--- Data in this exercise Enclosed Below ---
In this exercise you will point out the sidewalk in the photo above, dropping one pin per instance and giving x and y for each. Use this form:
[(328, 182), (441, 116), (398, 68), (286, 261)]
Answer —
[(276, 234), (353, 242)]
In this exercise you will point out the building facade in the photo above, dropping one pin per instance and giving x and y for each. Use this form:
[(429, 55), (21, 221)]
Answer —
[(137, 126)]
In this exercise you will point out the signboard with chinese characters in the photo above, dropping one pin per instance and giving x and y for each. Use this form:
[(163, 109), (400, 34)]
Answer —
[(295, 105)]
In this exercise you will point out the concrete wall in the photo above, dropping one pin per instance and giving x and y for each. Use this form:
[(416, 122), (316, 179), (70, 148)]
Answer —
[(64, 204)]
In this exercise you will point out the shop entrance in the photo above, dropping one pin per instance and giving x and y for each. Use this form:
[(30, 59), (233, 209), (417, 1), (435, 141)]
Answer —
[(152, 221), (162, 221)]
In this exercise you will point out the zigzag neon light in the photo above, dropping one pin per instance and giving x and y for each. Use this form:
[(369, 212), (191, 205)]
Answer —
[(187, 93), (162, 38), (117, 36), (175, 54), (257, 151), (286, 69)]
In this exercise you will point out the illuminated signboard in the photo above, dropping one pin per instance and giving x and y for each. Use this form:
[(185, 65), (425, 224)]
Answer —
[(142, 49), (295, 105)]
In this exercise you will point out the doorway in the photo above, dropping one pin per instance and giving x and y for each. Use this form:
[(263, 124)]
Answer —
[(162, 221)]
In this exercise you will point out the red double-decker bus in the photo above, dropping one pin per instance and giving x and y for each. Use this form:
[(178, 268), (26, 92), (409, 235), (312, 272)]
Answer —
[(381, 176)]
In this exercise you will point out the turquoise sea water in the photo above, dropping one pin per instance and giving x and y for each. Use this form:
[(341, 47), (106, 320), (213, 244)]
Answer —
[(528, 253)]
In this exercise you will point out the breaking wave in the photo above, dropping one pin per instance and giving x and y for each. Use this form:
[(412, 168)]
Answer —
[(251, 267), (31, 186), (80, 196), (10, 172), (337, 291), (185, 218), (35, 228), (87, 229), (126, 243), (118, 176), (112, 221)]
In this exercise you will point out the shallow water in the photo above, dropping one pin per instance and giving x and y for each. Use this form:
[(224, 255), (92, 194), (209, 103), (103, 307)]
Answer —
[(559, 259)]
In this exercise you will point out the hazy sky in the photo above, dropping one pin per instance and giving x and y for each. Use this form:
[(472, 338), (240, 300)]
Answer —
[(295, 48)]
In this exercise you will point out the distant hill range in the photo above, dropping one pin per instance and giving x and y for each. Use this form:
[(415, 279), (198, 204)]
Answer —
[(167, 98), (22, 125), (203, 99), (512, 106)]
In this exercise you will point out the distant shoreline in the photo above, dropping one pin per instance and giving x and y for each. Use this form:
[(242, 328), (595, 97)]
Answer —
--- End of Enclosed Data in this exercise ---
**What is needed:** Return exactly the lines above from the line that has "[(263, 124)]" through the line that has "[(412, 168)]", inclusive, and nothing else.

**Written response:**
[(263, 124)]
Answer —
[(162, 221)]
In this exercise you will point out the red double-decker bus in the photo above, dropping one pin per instance and giving x and y for each. Use this form:
[(178, 268), (26, 92), (409, 235), (312, 272)]
Answer —
[(381, 176)]
In this exercise you will point out the turquoise sea water in the photo above, dropping one pin per instance and giving x and y for each. Use this form:
[(341, 47), (106, 320), (213, 244)]
Answer —
[(528, 253)]
In this exercise you will point out the breaking wave in the photo above, dropping one pin per instance and giving x and y for each. Use this form:
[(412, 168)]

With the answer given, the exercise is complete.